> _Challenge_: Please convert the items, from the line containing "Task: for the greenhouse-bench survey, tag the white cap" through the final line of the items below, both ends included, into a JSON list of strings with one string per line. Leave out blank lines.

• • •

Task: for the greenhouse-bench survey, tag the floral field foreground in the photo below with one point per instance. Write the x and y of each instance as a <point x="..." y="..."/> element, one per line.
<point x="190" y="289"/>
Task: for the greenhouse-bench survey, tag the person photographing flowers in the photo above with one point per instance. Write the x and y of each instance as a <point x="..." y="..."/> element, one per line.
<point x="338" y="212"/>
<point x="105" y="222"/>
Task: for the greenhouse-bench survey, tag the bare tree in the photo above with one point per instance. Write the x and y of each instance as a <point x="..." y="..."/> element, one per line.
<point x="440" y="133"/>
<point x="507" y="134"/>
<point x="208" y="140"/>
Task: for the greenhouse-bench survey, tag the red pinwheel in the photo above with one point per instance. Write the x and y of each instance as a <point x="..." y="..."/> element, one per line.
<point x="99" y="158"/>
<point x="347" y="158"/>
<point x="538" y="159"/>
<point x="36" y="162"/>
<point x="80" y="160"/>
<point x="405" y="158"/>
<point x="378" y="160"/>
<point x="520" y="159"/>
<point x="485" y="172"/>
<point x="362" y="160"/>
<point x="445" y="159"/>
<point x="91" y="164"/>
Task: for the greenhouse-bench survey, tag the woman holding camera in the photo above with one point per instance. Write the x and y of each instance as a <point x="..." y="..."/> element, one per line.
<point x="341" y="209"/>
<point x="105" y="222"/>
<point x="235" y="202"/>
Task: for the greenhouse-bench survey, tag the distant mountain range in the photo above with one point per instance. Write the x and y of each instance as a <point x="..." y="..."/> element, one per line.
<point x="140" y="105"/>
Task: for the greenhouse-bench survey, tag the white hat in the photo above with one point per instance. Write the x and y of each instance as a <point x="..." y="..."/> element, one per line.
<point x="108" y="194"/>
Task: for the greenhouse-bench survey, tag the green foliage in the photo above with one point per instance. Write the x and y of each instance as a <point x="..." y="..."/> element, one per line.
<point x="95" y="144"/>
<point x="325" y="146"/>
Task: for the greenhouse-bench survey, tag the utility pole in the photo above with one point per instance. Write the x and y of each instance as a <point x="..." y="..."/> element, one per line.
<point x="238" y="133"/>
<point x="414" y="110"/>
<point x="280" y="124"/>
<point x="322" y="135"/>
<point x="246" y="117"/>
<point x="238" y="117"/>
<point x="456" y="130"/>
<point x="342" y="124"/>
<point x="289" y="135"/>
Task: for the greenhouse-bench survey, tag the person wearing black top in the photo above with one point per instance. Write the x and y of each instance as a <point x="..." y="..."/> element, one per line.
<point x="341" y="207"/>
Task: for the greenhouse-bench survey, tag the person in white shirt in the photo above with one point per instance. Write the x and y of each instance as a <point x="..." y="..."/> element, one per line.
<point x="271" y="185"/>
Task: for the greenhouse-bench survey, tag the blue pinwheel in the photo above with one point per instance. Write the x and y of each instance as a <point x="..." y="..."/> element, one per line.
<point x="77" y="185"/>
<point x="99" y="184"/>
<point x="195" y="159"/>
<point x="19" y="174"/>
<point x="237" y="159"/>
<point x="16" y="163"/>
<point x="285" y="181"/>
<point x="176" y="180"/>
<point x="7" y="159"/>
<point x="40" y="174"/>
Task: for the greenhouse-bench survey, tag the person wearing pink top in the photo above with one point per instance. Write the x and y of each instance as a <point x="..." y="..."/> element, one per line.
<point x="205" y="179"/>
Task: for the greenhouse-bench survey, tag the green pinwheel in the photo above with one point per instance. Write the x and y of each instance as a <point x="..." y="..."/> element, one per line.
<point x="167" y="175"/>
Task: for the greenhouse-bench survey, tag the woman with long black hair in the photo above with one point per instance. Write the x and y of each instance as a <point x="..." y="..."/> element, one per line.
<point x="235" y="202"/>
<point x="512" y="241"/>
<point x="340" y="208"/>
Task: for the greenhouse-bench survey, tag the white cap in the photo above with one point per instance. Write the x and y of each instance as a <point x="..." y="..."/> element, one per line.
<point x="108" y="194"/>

• • •

> _Finished answer_:
[
  "Task: for the greenhouse-bench survey, tag the white cap in the photo above with one point per instance. Write the x and y of each instance as a <point x=\"...\" y=\"...\"/> element, one per line.",
  "<point x=\"108\" y=\"194\"/>"
]